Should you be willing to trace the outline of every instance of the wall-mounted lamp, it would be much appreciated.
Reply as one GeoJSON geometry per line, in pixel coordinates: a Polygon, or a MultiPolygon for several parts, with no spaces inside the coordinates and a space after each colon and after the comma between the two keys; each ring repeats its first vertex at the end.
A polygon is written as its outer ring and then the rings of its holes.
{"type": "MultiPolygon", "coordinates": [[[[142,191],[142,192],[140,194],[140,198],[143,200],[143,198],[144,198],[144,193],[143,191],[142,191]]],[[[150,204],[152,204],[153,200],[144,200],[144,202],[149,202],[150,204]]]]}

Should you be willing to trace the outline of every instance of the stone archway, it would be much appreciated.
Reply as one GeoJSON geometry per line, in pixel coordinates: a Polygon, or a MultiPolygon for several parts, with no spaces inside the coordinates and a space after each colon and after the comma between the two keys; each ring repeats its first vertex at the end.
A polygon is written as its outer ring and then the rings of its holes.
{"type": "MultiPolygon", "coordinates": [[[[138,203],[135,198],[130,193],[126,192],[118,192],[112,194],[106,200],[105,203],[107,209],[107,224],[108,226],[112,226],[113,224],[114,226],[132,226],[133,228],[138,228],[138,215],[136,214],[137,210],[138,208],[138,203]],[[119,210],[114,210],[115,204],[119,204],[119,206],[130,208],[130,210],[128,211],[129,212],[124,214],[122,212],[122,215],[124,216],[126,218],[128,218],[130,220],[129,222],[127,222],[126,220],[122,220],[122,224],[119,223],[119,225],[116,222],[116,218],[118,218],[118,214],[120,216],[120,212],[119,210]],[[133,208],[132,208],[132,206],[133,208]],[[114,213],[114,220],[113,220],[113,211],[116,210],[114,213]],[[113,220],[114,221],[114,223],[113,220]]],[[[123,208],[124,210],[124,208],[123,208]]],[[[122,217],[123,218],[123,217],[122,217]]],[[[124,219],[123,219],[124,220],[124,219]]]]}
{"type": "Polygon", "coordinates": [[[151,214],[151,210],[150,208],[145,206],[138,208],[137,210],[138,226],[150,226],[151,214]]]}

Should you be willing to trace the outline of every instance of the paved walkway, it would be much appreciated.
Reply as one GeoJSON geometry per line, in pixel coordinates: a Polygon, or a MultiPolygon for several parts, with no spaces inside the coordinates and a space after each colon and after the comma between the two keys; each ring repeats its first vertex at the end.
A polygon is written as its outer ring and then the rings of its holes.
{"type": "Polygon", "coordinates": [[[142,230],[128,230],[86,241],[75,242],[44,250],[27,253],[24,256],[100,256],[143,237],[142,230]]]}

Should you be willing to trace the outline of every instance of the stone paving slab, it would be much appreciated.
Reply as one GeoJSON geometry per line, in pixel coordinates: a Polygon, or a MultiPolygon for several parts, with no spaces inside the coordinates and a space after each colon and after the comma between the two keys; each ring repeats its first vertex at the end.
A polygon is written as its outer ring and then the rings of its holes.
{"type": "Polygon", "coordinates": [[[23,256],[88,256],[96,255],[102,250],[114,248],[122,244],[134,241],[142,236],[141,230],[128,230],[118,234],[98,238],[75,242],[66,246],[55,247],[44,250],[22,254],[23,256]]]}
--------------------------------------------------
> **TASK DIRECTIONS**: Reproduce all of the material above word for word, adding and omitting nothing.

> **THE COMPLETED TASK**:
Should you be willing to trace the outline of every instance of the wall-mounted lamp, it would be much appreciated.
Reply as one GeoJSON geometry per line, in pixel coordinates: a Polygon, or a MultiPolygon for several parts, with no spaces inside the coordinates and a space after each colon and after the comma between the two keys; each ring repeats its first vertex at the end.
A polygon is written as its outer ring and then the rings of its holes.
{"type": "MultiPolygon", "coordinates": [[[[142,191],[142,192],[140,194],[140,198],[143,200],[143,198],[144,198],[144,193],[143,191],[142,191]]],[[[150,204],[152,204],[153,200],[144,200],[144,202],[149,202],[150,204]]]]}

Should you be willing to trace the outline of every instance of the stone archway, it would be much appreciated.
Reply as one GeoJSON geometry per line, in pixel coordinates: a Polygon, or a MultiPolygon for several parts, with no spaces inside the coordinates and a space after each colon and after the comma between the two keys; each ring repeats its first vertex at the end.
A polygon is written as its outer ring and then the rings of its holes.
{"type": "MultiPolygon", "coordinates": [[[[138,203],[135,198],[130,193],[126,192],[118,192],[112,194],[106,200],[105,203],[107,209],[107,224],[108,226],[112,226],[113,224],[114,226],[132,226],[133,228],[138,228],[138,215],[136,214],[137,210],[138,208],[138,203]],[[119,210],[114,210],[115,204],[119,204],[119,206],[130,208],[130,210],[128,211],[129,212],[124,214],[122,212],[122,215],[124,216],[126,218],[128,218],[130,220],[129,222],[127,222],[126,220],[122,220],[122,224],[119,223],[119,225],[116,222],[116,218],[118,218],[118,214],[120,216],[120,212],[119,210]],[[133,208],[132,208],[132,206],[133,208]],[[114,213],[114,220],[113,220],[113,211],[116,210],[114,213]],[[113,220],[114,221],[114,223],[113,220]]],[[[123,208],[124,210],[124,208],[123,208]]],[[[122,217],[123,218],[123,217],[122,217]]],[[[124,219],[123,219],[124,220],[124,219]]]]}
{"type": "Polygon", "coordinates": [[[151,214],[151,210],[150,208],[145,206],[138,208],[137,210],[138,226],[150,226],[151,214]]]}

Should you be willing to trace the outline of every instance of the paved walkway, it would be much appreciated.
Reply as one GeoJSON geometry per line, in pixel coordinates: a Polygon, or a MultiPolygon for several parts, with no spaces inside the coordinates and a space after each colon and after the comma between the two keys; each ring repeats its first vertex at the end.
A polygon is written as its outer ring and then the rings of its holes.
{"type": "Polygon", "coordinates": [[[142,230],[128,230],[86,241],[75,242],[44,250],[27,253],[24,256],[100,256],[143,237],[142,230]]]}

Should you be willing to trace the outline of every instance of the stone paving slab, it would be much appreciated.
Reply as one GeoJSON geometry per line, in pixel coordinates: a Polygon, or a MultiPolygon for several parts, with no spaces inside the coordinates and a space after each colon and after the comma between the two keys; each ring repeats its first vertex at the end.
A polygon is written as its outer ring and then the rings of its holes.
{"type": "Polygon", "coordinates": [[[23,256],[88,256],[96,255],[102,250],[114,248],[122,244],[134,241],[142,236],[141,230],[128,230],[118,234],[98,238],[75,242],[66,246],[55,247],[44,250],[22,254],[23,256]]]}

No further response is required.